Written problem:
Convert every line of the records below into a JSON array of strings with one string per line, omitting blank lines.

Data in this exercise:
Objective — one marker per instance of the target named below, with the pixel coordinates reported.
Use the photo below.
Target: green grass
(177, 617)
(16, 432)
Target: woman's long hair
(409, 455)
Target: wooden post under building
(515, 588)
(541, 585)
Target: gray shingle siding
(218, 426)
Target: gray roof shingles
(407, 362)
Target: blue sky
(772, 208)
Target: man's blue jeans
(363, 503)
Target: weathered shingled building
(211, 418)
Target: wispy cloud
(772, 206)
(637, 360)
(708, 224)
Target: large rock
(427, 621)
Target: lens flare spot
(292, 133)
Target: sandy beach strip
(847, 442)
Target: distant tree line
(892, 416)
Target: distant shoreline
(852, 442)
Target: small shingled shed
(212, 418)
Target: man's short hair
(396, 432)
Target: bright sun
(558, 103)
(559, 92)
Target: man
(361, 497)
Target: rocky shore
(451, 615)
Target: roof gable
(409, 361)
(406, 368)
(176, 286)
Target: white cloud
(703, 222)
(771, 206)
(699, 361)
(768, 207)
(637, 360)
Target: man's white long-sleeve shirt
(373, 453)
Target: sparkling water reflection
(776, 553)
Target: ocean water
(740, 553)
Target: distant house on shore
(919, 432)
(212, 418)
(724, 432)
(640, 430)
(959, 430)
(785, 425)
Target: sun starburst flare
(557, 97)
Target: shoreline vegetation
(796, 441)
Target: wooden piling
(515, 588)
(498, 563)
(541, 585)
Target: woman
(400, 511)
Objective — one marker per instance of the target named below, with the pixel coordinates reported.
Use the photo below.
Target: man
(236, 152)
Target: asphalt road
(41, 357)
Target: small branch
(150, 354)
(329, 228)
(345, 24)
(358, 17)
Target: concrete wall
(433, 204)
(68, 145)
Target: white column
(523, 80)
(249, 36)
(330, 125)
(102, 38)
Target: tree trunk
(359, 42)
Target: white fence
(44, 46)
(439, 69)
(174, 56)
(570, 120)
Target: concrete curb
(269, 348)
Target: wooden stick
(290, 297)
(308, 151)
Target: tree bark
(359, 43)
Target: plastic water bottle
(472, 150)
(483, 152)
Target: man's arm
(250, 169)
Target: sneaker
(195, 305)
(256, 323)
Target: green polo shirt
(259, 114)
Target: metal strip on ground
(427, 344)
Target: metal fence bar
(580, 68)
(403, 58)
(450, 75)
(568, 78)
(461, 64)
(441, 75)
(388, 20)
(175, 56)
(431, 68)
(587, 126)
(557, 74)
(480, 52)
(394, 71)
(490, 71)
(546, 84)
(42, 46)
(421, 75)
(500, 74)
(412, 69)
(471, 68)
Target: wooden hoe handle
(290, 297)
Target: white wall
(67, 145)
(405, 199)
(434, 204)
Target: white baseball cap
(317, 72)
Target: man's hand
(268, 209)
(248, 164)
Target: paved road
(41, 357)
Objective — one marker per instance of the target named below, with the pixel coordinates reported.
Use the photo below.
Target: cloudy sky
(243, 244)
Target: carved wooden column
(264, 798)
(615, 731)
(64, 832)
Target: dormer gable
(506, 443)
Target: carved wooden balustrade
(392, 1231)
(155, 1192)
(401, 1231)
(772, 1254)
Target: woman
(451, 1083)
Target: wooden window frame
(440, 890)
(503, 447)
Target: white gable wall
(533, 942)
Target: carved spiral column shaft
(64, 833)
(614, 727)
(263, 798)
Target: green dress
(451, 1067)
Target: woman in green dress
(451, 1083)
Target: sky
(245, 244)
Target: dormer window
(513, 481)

Correct response:
[
  "Objective — one marker per instance of the target named below, with the pixel coordinates reported.",
  "Use the photo below.",
  "Target: green grass",
  "(177, 617)",
  "(16, 432)",
  "Target: woman's long hair",
  "(409, 455)",
  "Target: wooden post under building",
  "(515, 588)",
  "(541, 585)",
  "Target: gray shingle siding",
  "(218, 426)",
  "Target: gray roof shingles",
  "(407, 362)",
  "Target: blue sky",
  "(772, 208)",
  "Target: man's blue jeans",
  "(363, 503)",
  "Target: weathered shingled building",
  "(211, 418)",
  "Target: wispy cloud",
  "(772, 206)",
  "(637, 360)",
  "(708, 224)",
  "Target: large rock",
  "(427, 621)",
  "Target: lens flare spot",
  "(292, 133)",
  "Target: sandy beach strip",
  "(847, 442)",
  "Target: distant tree line",
  "(892, 416)",
  "Target: distant shoreline",
  "(852, 442)",
  "Target: small shingled shed",
  "(212, 418)",
  "Target: man's short hair",
  "(396, 432)",
  "Target: bright sun",
  "(558, 103)",
  "(559, 92)",
  "Target: man",
  "(361, 497)",
  "Target: rocky shore",
  "(451, 615)",
  "Target: roof gable",
  "(409, 361)",
  "(406, 368)",
  "(176, 286)",
  "Target: white cloud",
  "(703, 222)",
  "(771, 206)",
  "(699, 361)",
  "(768, 207)",
  "(637, 360)",
  "Target: man's white long-sleeve shirt",
  "(373, 453)",
  "Target: sparkling water reflection",
  "(776, 553)",
  "Target: ocean water",
  "(740, 553)",
  "Target: distant house on shore",
  "(919, 432)",
  "(212, 418)",
  "(724, 432)",
  "(640, 430)",
  "(959, 430)",
  "(785, 425)",
  "Target: sun starburst flare",
  "(557, 97)",
  "Target: shoreline vegetation",
  "(796, 441)",
  "Target: wooden piling",
  "(515, 588)",
  "(498, 563)",
  "(541, 585)",
  "Target: woman",
  "(400, 511)",
  "Objective — one marker per instance of the target named below, with the pixel coordinates reported.",
  "Use the photo below.",
  "Target: man",
  "(236, 152)",
  "Target: asphalt road",
  "(41, 357)",
  "Target: small branch",
  "(150, 354)",
  "(329, 228)",
  "(345, 24)",
  "(358, 17)",
  "Target: concrete wall",
  "(433, 204)",
  "(68, 145)",
  "Target: white column",
  "(523, 80)",
  "(249, 36)",
  "(330, 125)",
  "(102, 38)",
  "Target: tree trunk",
  "(359, 42)",
  "Target: white fence",
  "(44, 46)",
  "(439, 69)",
  "(174, 56)",
  "(570, 120)",
  "Target: concrete curb",
  "(269, 348)",
  "Target: wooden stick",
  "(290, 297)",
  "(308, 151)",
  "Target: tree bark",
  "(359, 43)",
  "Target: plastic water bottle",
  "(472, 150)",
  "(483, 152)",
  "Target: man's arm",
  "(250, 169)",
  "Target: sneaker",
  "(195, 305)",
  "(256, 323)",
  "Target: green polo shirt",
  "(259, 114)",
  "Target: metal strip on ground",
  "(427, 344)",
  "Target: metal fence bar",
  "(580, 68)",
  "(403, 58)",
  "(450, 75)",
  "(568, 78)",
  "(461, 64)",
  "(441, 75)",
  "(388, 20)",
  "(175, 56)",
  "(431, 68)",
  "(587, 126)",
  "(557, 74)",
  "(480, 52)",
  "(394, 71)",
  "(490, 71)",
  "(546, 84)",
  "(42, 46)",
  "(421, 75)",
  "(500, 74)",
  "(412, 69)",
  "(471, 68)",
  "Target: wooden hoe handle",
  "(290, 297)",
  "Target: white wall",
  "(67, 145)",
  "(405, 199)",
  "(434, 204)",
  "Target: white baseball cap",
  "(317, 72)",
  "Target: man's hand",
  "(268, 209)",
  "(248, 164)",
  "Target: paved road",
  "(41, 357)",
  "Objective — one marker per instance of the target named below, with the pixel coordinates reported.",
  "Use the photo below.",
  "Target: cloudy sky",
  "(243, 244)",
  "Target: carved wooden column",
  "(264, 798)",
  "(615, 731)",
  "(64, 832)",
  "Target: dormer gable",
  "(506, 443)",
  "Target: carved wooden balustrade",
  "(392, 1231)",
  "(155, 1192)",
  "(401, 1231)",
  "(772, 1254)",
  "Target: woman",
  "(451, 1083)",
  "Target: wooden window frame",
  "(440, 890)",
  "(503, 447)",
  "Target: white gable wall",
  "(533, 942)",
  "Target: carved spiral column shaft",
  "(64, 833)",
  "(614, 727)",
  "(263, 798)",
  "Target: green dress",
  "(451, 1067)",
  "Target: woman in green dress",
  "(451, 1083)",
  "Target: sky",
  "(245, 244)",
  "Target: dormer window",
  "(513, 481)"
]